Federal Regulation. Federal laws and regulations govern the real estate brokerage business. These include the Real Estate Settlement Procedures Act of 1974, or RESPA, and federal fair housing laws. RESPA requires disclosures to home buyers and sellers of settlement costs and restricts the payment of kickback or referral fees for settlement services. RESPA does not prohibit referral fees paid by one real estate brokerage to another brokerage. Federal fair housing laws generally make it illegal to discriminate against protected classes of individuals in housing or brokerage services. Other federal regulations protect the privacy rights of consumers and affect our opportunities to solicit new clients.
Like real estate brokerage, mortgage brokerage is subject to RESPA and federal fair housing laws. Mortgage brokerage is also regulated by other federal laws such as the Truth in Lending Act, Regulation Z and the Equal Credit Opportunity Act. The provision of title insurance is also highly regulated.
State Regulation. Real estate licensing laws vary from state to state, but generally all individuals and entities acting as real estate brokers or salespersons must be licensed in the state in which they conduct business. A person licensed as a broker may either work independently or may work for another broker in the role of an associate broker, conducting business on behalf of the sponsoring broker. A person licensed as a salesperson must be affiliated with a brokerage in order to engage in licensed real estate brokerage activities. Generally, a corporation engaged in the real estate brokerage business must obtain a corporate real estate broker license. In order to obtain this license, most jurisdictions require that an officer of the corporation be licensed individually as a real estate broker in that jurisdiction. If applicable, this officer-broker is responsible for supervising the licensees and the corporation’s real estate brokerage activities within the state.

# MATERIAL FOR THE TASK:
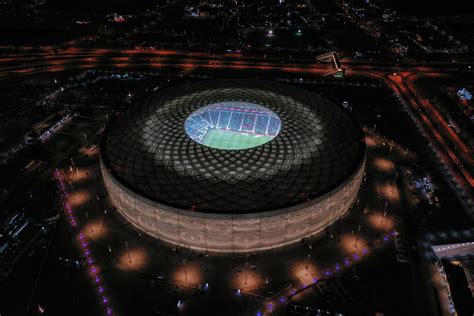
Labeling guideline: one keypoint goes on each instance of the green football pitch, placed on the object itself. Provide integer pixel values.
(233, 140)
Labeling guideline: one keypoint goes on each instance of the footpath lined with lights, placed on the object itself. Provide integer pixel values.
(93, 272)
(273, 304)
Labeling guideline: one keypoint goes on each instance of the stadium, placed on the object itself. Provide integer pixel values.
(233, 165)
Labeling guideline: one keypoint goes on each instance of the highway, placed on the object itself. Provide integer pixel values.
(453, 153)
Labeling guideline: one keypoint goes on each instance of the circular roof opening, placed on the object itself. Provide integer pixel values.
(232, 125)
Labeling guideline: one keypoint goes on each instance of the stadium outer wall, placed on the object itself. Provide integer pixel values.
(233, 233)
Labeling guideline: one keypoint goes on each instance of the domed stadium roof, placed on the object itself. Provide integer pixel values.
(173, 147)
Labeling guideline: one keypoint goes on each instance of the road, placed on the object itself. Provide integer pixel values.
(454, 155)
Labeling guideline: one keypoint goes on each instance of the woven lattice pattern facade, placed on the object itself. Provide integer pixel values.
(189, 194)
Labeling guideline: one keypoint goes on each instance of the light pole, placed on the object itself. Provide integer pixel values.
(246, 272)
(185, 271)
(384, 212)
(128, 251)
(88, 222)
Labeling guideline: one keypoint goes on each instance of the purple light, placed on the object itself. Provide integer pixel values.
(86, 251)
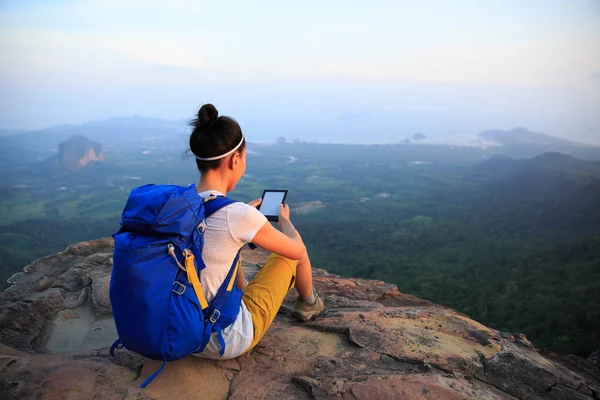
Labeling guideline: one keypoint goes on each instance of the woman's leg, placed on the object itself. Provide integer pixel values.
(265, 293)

==

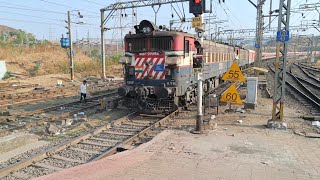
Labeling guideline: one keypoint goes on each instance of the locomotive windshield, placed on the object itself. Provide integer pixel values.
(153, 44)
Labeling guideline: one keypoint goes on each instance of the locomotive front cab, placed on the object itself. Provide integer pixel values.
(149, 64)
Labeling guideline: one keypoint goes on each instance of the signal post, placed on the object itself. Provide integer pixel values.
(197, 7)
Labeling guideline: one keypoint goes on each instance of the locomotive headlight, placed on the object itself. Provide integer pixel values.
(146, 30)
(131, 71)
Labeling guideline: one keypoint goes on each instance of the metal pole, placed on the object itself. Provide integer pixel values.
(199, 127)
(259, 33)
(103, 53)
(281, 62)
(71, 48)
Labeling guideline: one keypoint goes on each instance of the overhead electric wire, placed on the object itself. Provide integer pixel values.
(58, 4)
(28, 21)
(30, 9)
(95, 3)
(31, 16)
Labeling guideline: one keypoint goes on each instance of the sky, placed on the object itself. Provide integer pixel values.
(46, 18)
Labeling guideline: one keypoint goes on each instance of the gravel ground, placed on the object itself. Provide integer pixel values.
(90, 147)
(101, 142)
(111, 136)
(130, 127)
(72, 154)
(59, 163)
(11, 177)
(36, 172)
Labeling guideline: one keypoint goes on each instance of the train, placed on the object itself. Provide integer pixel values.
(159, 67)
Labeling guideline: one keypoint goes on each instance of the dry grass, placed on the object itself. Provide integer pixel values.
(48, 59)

---

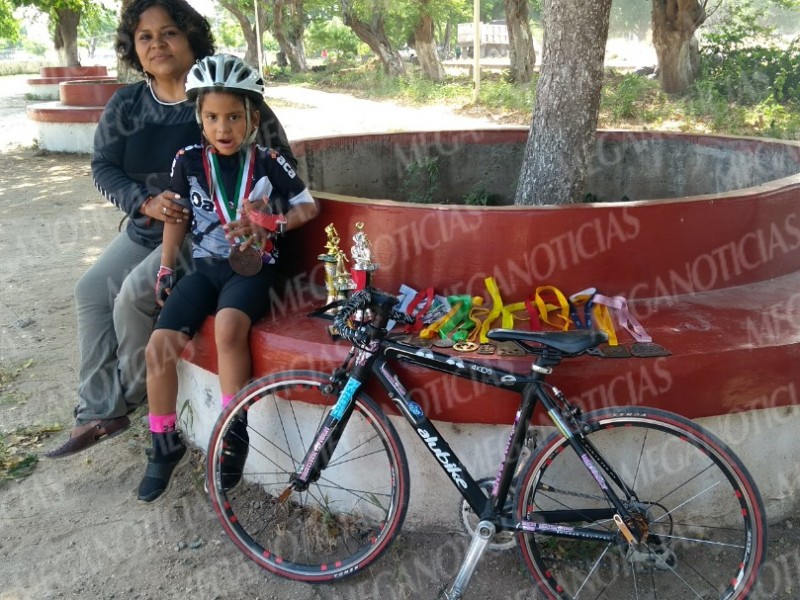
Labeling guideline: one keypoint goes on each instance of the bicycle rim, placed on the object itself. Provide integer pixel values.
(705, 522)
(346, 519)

# ACTIONS TO TAKE:
#1 Pull out each line in the entries that includes the word "locomotive" and copy it unchanged.
#2 Resume the passage on real estate brokerage regulation, starting right after its last sentence.

# EXERCISE RESULTS:
#1
Labeling guideline: one keypoint goes on each instance of the locomotive windshield, placed on the object itself. Provide integer pixel values.
Labeling guideline: one keypoint goes on each instance of the locomotive front cab, placed on the object itself. Provide integer pixel values.
Labeling guideline: one keypoint goes on each instance of the locomotive headlight, placed on the object itself. Provide integer pixel values.

#2
Real estate licensees, whether they are brokers, salespersons, individuals or entities, must follow the state’s real estate licensing laws and regulations. These laws and regulations generally prescribe minimum duties and obligations of these licensees to their clients and the public, as well as standards for the conduct of business, including contract and disclosure requirements, record keeping requirements, requirements for local offices, trust fund handling, agency representation, advertising regulations and fair housing requirements. Although payment of rebates or credits to real estate purchasers of the type we offer are permitted in most states, some states either do not permit these rebates or credits or do not permit them in the form that we currently provide them. Eight states have “minimum service laws” that require realtors to provide a level of service that purely web-assisted real estate businesses typically do not provide (Delaware, Florida, Nevada, New Mexico, Ohio, Pennsylvania, Tennessee and Wisconsin). We presently operate in the State of Florida and we believe the services we offer to residential real estate consumers comply with Florida’s minimum service law because: (i) for our clients buying homes, we show them homes, draw up the related offer paperwork, negotiate the purchase, answer all questions, and close the purchase transaction; and (ii) for our clients selling homes, we help the seller price the home (through a competitive market analysis or otherwise), draw up the listing agreement, negotiate the sale, and coordinate a closing of the sale. Nevertheless, we have not obtained any independent or governmental opinion relating to our compliance with Florida minimum-service laws. Eleven states prohibit rebates of real estate commissions (Alabama, Alaska, Iowa, Kansas, Louisiana, Mississippi, Missouri, New Jersey, Oklahoma and Tennessee).
Governmental bodies may change the regulatory framework within which we intend to operate, without providing any recourse for adverse effects that the change may have on our business. In Minnesota, Wisconsin, and Florida (i.e., the states where we currently have operations), we have designated one of our employees as the individually licensed lead broker and we hold a corporate real estate broker’s license where required by law. In addition to state laws regarding real estate brokerage, we must comply with state laws regarding mortgage brokerage, including laws that regulate the timing and content of disclosures.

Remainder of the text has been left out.